§ What is expected: In the piece on foreign investment and the government's Covid response, copy the part from "May 20, 2020" to "Philippines  online forum.", swapping "outbreak" for "epidemic".

§ Provided passage:

::::::::::

Foreign firms want to see gov’t response to Covid before investing

May 20, 2020

Foreign investors would consider how the government responds to the coronavirus disease 2019  outbreak before investing in a certain country, Marikina City 2nd District Rep. Stella Luz Quimbo said.

Quimbo said foreign chambers have relayed to her their conditions before putting their capital in a country for future investments amid the pandemic during the Foreign Correspondents Association of the Philippines  online forum.

“After talking to the Joint Foreign Chamber (JFC), they pointed out that one factor that foreign investors will be looking out also is how we respond to (the) Covid situation. So, there are other countries like Vietnam – zero deaths. It’s remarkable. Our per capita income is higher than Vietnam, right, but they seem to have a better control over the Covid situation,” she said.

For the government to help businesses to recover from losses due to lockdown measures and for them to avoid laying off workers, Quimbo said the Philippine Economic Stimulus Act bill was filed in the House of Representatives.

::::::::::

§ Entries supplied:
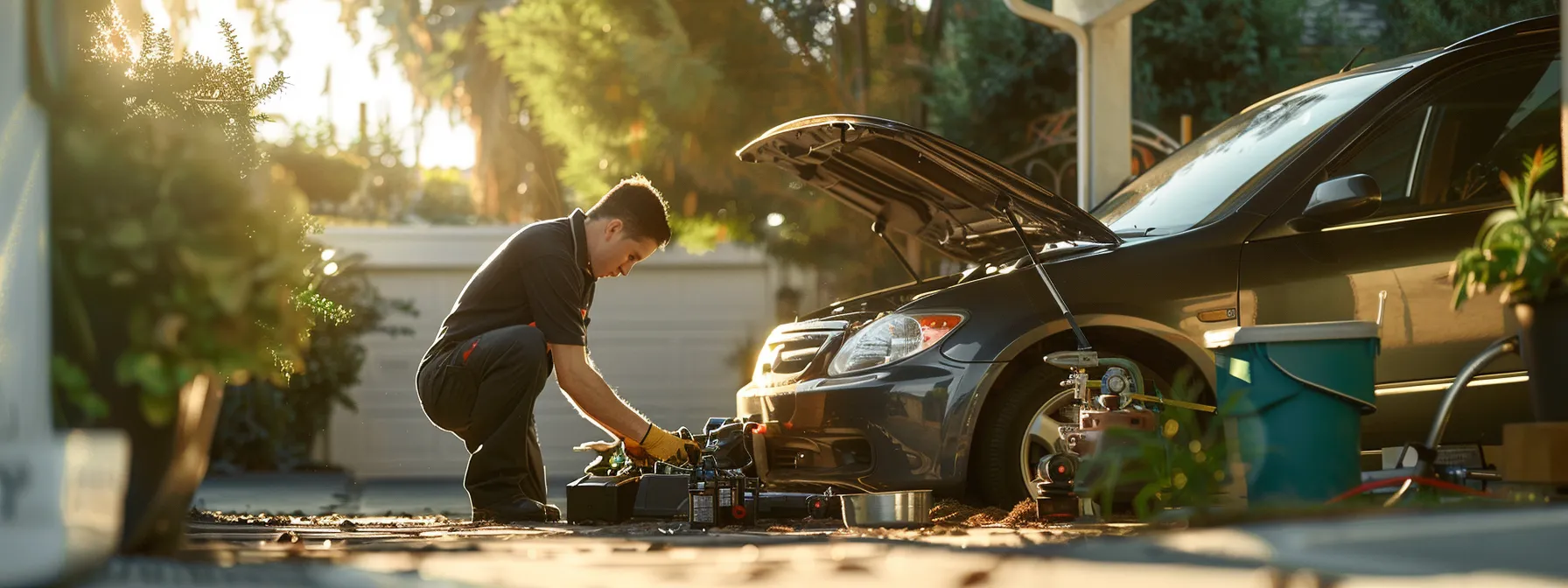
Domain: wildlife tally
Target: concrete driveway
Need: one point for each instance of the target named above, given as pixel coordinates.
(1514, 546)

::::::::::

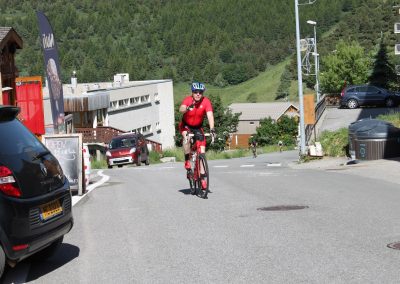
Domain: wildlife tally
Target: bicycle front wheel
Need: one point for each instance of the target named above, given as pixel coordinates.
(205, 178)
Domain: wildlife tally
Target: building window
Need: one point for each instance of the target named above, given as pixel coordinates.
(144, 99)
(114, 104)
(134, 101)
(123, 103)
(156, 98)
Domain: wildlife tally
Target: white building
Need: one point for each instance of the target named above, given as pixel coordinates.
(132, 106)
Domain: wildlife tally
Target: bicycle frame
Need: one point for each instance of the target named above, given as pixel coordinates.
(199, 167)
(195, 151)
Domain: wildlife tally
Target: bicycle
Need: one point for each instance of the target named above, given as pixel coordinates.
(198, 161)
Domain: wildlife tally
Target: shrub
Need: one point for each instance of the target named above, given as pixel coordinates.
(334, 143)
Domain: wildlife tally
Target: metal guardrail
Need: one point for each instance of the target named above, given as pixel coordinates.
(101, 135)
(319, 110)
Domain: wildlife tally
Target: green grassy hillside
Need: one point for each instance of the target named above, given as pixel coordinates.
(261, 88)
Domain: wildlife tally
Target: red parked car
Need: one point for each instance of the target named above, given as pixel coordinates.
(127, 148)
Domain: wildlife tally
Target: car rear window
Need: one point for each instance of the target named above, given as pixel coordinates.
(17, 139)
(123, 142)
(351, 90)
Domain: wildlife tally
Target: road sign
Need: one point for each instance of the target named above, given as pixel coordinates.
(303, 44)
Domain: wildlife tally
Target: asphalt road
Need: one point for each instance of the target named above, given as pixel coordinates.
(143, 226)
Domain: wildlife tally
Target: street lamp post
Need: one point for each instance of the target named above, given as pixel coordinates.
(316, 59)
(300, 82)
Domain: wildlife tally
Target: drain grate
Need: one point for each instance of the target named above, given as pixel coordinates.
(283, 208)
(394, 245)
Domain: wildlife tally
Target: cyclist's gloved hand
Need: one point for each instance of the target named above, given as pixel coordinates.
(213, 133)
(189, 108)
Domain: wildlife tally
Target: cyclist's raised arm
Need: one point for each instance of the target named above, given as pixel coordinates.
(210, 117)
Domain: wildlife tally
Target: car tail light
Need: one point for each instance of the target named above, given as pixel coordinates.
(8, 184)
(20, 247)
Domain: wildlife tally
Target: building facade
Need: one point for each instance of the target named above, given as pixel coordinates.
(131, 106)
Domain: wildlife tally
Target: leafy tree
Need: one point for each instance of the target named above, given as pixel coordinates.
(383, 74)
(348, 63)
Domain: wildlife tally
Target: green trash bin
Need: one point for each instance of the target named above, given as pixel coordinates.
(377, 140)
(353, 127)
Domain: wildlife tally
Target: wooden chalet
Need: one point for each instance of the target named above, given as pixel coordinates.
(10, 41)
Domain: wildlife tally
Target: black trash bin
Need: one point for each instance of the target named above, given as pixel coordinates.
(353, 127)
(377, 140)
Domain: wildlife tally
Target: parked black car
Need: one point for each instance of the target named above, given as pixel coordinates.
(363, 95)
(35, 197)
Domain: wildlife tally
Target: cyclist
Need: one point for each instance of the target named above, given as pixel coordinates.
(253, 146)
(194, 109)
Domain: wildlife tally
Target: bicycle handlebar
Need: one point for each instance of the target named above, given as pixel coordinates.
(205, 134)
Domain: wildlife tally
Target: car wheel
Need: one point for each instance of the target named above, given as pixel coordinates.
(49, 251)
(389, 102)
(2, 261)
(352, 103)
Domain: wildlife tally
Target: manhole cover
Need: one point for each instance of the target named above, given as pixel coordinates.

::::::::::

§ Result for this exercise:
May 20, 2020

Foreign investors would consider how the government responds to the coronavirus disease 2019  epidemic before investing in a certain country, Marikina City 2nd District Rep. Stella Luz Quimbo said.

Quimbo said foreign chambers have relayed to her their conditions before putting their capital in a country for future investments amid the pandemic during the Foreign Correspondents Association of the Philippines  online forum.